• _Instructions_
A - In the article below about Daithi's heart condition, what did his parents learn he had last December?
B - Translate this sentence from the article below about Daithi's heart condition into Spanish: "Daithi is on the routine heart transplant register and is being assessed every six months, but time is of the essence."

• _Given text_
::::::

Daithi returned to Evelina Hospital to have a shunt installed in February 2017, and was finally discharged that March.

However, last December his distraught parents learned he had tricuspid valve leak.

"It meant that with every pump of his heart around 20% of the blood was leaking back in, making the heart work harder," Mairtin explained. "It ruled out another heart operation. The only option now is a transplant."

Daithi is on the routine heart transplant register and is being assessed every six months, but time is of the essence.

"Normally, children get another heart operation between two and five," Mairtin added.

"We don't know how long he can keep fighting, but if he doesn't get a heart in the next couple of years, we will lose him.

"Day to day life can be stressful, but he gives us the strength to go on. He is always smiling, laughing and full of joy - he makes me proud every day that I'm his daddy."

Mairtin praised the positive reaction of the local community to his appeal to put youngsters on the organ donation register.

"People are even getting in touch saying unborn babies are donors," he revealed.

"Daithi is also a donor.

"A lot of parents don't know that they can put their kids on the organ donation register.

"Daithi could get a donated heart from a child aged two to six. It must be so hard for other parents to imagine life without their children - we didn't have that choice. The potential of that gift is unbelievable."

Mairtin would like to see a 'soft opt-out' organ donation system implemented here, whereby people are automatically considered donors, but families have the last say after death.

"We hope to save Daithi's life, and the lives of other babies," he said.

::::::

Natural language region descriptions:

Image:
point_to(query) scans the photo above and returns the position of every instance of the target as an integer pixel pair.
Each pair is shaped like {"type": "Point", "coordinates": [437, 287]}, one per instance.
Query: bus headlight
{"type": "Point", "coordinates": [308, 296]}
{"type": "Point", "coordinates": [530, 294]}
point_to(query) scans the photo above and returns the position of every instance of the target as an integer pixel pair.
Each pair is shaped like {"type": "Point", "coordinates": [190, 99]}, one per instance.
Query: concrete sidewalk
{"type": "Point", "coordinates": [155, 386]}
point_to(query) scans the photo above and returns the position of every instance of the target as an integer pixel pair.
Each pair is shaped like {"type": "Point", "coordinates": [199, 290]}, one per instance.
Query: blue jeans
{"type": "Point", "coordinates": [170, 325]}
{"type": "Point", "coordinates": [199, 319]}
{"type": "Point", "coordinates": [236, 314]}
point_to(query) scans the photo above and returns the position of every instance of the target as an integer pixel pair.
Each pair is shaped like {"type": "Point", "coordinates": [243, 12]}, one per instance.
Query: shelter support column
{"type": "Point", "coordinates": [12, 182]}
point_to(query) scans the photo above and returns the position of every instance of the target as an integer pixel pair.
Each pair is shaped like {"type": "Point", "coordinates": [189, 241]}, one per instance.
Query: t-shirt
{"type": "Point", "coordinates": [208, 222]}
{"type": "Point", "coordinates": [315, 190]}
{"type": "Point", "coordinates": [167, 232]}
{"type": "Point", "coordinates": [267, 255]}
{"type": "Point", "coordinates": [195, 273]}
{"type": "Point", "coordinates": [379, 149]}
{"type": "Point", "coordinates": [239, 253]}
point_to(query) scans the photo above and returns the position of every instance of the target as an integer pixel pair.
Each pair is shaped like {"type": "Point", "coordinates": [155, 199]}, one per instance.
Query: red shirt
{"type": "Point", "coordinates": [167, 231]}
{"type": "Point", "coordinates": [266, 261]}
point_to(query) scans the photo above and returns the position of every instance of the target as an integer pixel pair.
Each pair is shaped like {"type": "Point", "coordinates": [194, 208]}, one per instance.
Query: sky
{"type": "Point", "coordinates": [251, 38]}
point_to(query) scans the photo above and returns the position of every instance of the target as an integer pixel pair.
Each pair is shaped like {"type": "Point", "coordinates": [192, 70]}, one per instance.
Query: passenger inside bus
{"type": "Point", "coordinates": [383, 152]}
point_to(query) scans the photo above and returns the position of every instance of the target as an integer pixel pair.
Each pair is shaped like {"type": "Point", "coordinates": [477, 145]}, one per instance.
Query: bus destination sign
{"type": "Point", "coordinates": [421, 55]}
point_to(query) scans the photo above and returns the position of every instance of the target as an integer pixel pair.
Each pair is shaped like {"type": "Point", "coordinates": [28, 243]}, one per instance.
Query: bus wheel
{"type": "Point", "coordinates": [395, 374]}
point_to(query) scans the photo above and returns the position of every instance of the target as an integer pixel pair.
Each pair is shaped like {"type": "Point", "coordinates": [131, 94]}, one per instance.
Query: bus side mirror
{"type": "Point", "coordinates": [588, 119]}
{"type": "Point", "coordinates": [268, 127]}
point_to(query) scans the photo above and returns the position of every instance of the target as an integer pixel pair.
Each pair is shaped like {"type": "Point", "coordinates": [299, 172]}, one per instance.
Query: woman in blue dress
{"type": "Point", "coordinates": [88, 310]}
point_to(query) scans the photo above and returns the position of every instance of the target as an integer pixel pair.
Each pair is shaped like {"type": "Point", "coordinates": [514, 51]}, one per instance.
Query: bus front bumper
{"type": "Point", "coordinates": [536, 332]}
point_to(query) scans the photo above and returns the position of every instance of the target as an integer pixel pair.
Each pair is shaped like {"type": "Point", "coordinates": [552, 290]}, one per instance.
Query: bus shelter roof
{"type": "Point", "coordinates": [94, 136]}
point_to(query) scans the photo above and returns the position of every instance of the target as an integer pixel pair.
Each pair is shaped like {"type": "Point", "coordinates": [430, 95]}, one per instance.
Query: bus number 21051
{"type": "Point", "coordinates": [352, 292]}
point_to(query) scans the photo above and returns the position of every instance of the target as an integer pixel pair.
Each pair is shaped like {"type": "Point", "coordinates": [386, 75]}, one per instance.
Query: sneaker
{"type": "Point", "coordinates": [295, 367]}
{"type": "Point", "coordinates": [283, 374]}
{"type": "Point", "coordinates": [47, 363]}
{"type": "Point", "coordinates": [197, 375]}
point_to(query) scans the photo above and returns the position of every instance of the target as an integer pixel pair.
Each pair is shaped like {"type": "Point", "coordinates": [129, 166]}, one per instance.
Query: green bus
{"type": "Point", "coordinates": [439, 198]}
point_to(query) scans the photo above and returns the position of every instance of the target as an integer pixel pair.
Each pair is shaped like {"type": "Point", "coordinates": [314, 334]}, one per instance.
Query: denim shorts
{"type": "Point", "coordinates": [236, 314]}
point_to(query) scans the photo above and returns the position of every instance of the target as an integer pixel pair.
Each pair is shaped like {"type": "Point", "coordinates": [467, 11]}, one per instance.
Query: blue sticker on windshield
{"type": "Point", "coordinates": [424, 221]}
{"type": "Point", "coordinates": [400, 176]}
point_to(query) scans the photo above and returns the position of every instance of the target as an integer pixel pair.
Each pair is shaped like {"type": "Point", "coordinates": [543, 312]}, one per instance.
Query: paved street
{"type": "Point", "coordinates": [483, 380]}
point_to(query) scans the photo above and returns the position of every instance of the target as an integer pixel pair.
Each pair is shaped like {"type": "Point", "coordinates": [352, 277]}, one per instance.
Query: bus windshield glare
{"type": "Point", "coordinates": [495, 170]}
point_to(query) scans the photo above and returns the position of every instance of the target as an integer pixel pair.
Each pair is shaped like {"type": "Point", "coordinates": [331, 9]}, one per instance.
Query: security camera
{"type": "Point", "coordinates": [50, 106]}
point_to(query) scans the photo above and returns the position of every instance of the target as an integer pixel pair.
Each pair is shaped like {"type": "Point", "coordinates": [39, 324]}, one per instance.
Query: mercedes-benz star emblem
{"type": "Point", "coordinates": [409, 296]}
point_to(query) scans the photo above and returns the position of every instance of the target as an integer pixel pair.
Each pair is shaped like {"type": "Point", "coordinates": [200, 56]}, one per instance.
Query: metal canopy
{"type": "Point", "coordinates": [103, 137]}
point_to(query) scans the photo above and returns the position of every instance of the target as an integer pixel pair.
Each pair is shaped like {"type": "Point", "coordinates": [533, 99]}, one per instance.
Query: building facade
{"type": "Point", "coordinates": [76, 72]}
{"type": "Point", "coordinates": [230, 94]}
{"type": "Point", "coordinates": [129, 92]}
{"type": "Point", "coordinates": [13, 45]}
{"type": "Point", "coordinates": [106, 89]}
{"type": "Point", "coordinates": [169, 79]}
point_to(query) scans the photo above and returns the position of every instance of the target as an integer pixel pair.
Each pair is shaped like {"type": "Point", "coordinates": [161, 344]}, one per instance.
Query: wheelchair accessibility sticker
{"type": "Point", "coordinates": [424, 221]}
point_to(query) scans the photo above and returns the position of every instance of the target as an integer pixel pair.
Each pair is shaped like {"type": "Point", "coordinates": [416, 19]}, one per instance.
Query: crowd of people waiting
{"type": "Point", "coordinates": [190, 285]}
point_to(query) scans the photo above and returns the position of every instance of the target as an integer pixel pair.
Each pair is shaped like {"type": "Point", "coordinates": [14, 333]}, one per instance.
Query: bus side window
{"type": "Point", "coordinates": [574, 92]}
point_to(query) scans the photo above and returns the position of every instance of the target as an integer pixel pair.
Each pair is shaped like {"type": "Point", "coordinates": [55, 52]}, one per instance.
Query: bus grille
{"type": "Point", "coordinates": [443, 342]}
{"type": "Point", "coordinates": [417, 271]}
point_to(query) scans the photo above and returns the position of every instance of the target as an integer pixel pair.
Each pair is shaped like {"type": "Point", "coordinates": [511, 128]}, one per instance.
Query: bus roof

::::::

• _Solutions for each task_
A - A tricuspid valve leak.

B - Daithi está en la lista ordinaria de trasplantes de corazón y lo evalúan cada seis meses, pero el tiempo apremia.